■ Work to be completed ■
Report how many lines in the rows below contain the string "woman", and give only that number.

>> Begin

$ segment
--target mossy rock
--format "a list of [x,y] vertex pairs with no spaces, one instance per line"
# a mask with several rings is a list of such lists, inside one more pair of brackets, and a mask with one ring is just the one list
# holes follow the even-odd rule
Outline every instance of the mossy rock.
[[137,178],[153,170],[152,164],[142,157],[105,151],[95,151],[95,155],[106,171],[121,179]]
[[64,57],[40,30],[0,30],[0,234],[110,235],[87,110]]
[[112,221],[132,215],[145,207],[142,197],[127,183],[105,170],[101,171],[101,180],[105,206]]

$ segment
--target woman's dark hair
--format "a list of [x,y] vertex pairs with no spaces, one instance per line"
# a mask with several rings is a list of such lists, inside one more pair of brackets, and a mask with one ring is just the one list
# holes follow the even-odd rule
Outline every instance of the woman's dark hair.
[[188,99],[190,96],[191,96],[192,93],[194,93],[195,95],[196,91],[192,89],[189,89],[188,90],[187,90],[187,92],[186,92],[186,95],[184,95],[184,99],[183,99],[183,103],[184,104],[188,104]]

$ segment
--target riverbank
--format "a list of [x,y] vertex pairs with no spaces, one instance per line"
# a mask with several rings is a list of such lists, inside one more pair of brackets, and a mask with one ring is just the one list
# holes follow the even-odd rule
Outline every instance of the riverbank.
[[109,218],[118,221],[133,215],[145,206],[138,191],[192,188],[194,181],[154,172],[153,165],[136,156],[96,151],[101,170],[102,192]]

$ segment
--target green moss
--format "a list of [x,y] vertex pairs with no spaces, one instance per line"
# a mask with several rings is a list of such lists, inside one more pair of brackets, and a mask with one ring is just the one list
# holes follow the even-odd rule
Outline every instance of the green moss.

>> End

■ Result of the exercise ■
2